(Data supplied)
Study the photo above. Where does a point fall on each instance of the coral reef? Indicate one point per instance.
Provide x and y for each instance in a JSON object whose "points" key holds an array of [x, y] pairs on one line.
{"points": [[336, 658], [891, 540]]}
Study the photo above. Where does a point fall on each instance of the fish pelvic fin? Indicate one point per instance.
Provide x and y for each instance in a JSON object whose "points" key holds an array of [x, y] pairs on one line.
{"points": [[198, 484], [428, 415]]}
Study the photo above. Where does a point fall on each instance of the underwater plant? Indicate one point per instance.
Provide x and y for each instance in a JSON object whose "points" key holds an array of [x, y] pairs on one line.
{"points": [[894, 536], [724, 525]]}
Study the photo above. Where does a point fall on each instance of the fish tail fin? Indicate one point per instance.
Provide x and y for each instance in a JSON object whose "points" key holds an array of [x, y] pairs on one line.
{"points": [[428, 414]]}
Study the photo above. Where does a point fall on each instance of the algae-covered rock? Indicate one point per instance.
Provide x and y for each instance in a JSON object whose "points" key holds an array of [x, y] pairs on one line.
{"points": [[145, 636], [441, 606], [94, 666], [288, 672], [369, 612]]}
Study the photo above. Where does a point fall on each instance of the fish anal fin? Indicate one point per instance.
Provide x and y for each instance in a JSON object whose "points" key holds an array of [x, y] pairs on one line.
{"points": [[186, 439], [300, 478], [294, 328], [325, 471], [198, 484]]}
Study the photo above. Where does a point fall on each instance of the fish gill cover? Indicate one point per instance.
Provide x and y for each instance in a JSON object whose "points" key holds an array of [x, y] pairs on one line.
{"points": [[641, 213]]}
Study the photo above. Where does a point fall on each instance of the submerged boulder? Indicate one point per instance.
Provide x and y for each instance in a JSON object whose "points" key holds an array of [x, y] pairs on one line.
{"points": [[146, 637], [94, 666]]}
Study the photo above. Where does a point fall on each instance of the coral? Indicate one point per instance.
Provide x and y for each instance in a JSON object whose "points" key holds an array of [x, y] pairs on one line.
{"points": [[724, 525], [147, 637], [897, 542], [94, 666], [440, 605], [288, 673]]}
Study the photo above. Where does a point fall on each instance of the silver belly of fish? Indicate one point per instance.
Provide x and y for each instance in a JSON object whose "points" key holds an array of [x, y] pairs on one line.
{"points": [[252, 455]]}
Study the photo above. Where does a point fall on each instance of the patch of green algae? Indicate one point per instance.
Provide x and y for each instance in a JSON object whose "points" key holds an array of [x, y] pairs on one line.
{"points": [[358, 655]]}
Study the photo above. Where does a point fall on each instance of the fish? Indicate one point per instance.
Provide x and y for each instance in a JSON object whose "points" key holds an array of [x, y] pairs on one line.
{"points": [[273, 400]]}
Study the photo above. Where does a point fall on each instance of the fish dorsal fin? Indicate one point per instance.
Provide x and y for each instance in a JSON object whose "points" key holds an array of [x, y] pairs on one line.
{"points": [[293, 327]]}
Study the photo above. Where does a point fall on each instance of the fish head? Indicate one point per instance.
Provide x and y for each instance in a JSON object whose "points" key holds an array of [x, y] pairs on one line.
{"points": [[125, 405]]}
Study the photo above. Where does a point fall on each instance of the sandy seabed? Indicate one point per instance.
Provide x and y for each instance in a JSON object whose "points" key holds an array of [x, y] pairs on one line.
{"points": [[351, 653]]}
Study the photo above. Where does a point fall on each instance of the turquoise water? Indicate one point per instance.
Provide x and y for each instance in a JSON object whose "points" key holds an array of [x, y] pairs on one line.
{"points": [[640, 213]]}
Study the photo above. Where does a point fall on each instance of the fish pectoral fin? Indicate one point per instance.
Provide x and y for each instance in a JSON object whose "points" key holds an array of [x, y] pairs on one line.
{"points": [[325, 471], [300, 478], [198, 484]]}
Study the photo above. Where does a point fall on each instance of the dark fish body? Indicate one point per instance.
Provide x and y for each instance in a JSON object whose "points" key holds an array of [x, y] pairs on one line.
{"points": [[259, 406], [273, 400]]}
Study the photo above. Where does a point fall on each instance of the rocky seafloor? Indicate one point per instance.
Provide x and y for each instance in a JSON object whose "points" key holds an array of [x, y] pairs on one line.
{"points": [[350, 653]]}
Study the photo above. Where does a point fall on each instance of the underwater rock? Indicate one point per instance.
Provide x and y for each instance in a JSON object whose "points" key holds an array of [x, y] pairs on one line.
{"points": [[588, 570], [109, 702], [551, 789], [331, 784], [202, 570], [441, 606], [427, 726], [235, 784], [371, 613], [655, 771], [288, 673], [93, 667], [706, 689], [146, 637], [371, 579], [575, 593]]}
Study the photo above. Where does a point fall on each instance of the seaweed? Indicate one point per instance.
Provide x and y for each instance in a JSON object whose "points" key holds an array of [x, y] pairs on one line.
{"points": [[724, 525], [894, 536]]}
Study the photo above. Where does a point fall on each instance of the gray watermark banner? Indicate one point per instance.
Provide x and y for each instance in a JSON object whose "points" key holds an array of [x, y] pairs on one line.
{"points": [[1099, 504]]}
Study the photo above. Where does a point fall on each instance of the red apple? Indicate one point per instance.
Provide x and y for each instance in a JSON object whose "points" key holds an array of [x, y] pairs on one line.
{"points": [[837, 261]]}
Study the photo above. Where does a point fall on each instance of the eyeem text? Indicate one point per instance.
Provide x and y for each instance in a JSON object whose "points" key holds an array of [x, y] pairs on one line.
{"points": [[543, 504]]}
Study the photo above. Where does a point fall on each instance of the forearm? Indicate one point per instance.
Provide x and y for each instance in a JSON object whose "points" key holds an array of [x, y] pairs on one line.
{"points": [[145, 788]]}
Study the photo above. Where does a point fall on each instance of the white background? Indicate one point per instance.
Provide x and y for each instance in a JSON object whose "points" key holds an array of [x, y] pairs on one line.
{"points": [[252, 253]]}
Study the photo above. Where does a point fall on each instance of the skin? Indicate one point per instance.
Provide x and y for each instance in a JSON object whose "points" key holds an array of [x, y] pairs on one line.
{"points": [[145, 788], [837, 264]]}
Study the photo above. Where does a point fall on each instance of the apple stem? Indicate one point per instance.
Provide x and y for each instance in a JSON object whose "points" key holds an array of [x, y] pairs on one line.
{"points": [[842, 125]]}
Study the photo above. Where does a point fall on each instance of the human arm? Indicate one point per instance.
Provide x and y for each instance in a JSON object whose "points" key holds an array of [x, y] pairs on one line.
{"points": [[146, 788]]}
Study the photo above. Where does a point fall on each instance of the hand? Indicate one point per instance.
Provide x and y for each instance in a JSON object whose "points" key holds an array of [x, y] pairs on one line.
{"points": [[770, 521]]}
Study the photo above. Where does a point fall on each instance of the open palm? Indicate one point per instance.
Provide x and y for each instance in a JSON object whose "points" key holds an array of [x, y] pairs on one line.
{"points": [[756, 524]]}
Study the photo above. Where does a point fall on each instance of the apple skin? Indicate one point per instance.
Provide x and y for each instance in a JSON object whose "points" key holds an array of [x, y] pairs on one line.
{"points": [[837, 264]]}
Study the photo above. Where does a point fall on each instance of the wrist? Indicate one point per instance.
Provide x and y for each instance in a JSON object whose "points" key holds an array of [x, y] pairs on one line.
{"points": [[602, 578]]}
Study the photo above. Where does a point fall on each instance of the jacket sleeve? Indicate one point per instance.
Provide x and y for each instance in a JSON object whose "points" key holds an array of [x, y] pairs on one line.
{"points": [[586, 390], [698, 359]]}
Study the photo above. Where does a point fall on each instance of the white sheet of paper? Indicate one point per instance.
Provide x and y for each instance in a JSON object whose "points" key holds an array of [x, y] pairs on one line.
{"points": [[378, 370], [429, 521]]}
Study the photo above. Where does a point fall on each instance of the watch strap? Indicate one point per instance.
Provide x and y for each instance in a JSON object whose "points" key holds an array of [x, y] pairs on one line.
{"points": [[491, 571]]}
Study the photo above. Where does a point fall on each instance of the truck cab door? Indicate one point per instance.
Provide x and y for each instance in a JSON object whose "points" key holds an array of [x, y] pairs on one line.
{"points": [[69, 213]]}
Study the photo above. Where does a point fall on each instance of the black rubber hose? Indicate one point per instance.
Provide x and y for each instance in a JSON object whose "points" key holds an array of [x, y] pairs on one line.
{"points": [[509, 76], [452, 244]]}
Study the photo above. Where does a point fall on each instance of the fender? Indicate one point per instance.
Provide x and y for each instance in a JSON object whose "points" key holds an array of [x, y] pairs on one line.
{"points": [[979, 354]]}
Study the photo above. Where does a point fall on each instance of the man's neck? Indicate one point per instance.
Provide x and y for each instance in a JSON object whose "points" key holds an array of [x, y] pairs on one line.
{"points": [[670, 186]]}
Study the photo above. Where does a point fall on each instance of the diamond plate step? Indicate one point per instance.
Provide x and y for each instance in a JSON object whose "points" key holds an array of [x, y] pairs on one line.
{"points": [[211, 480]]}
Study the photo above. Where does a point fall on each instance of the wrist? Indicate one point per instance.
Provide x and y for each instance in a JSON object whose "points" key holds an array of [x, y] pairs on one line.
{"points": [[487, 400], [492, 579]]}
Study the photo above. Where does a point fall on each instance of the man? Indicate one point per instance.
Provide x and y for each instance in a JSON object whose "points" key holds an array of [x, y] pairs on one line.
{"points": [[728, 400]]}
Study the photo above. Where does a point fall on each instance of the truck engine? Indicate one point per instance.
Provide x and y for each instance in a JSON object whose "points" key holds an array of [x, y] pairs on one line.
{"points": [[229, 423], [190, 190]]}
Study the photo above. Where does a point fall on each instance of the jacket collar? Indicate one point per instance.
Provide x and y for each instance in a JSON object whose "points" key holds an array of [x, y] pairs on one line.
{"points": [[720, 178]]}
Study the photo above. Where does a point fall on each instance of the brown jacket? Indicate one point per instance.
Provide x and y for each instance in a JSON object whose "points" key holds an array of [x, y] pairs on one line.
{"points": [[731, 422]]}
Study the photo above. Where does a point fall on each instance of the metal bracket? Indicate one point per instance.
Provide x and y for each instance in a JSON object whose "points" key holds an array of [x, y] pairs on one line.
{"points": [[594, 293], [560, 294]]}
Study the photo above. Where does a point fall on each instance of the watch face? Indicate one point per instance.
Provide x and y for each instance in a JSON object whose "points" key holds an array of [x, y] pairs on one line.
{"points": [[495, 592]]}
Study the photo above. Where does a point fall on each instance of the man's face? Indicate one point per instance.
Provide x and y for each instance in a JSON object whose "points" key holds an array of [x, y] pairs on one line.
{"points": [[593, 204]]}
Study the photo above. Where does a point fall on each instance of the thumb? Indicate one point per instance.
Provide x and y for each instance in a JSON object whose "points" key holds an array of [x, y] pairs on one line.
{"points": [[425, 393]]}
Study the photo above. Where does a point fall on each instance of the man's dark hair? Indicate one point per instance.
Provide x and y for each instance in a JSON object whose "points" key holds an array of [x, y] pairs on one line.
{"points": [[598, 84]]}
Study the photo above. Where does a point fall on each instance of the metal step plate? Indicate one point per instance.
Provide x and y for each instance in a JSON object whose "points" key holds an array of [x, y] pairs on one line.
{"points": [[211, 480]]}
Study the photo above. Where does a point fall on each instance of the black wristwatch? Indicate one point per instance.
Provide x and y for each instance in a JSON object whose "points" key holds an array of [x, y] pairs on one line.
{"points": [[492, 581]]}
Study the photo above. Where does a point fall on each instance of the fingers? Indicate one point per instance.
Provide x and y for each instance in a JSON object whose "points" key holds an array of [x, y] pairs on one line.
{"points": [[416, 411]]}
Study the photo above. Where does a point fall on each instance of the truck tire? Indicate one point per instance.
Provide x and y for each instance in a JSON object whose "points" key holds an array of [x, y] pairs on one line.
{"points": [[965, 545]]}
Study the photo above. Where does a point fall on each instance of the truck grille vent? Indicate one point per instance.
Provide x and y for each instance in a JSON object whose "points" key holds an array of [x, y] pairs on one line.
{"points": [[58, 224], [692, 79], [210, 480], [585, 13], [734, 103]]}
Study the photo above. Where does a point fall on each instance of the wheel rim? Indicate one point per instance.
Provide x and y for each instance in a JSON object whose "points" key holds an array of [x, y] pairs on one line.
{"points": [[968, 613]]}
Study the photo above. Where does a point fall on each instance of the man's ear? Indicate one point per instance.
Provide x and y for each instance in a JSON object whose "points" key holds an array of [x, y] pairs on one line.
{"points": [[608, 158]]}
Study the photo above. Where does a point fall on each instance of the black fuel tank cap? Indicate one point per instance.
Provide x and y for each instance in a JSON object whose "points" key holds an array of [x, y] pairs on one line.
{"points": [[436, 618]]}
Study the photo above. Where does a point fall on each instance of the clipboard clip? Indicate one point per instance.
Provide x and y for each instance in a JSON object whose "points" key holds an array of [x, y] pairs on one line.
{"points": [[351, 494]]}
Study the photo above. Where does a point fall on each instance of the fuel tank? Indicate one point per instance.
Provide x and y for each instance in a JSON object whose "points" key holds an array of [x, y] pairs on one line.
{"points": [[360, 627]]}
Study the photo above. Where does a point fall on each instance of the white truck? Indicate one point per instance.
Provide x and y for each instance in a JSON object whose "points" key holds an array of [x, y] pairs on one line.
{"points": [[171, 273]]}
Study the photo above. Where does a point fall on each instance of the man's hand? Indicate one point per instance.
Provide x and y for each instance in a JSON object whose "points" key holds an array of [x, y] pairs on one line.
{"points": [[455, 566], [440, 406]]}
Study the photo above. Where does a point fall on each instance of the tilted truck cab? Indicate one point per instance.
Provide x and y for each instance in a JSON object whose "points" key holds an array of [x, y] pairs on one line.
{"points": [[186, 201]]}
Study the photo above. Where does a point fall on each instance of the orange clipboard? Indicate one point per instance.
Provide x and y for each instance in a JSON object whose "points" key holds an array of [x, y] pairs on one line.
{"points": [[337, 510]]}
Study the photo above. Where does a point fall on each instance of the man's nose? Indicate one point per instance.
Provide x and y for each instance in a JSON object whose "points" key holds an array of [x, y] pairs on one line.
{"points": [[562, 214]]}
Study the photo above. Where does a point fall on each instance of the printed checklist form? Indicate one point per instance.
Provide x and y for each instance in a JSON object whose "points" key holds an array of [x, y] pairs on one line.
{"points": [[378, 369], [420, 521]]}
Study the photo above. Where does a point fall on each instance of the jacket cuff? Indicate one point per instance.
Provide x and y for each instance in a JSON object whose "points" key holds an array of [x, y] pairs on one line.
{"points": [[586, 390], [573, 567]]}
(End Data supplied)
- Instructions for the task
Filter the data above by the word "coral" and copy every line that matches.

- Answer box
Study the photo above. Where does a point fall on each instance of the coral reef? Indicate one point per instance.
Study the photo above. Where does a point fall on each instance of the coral? Indicate one point per instance.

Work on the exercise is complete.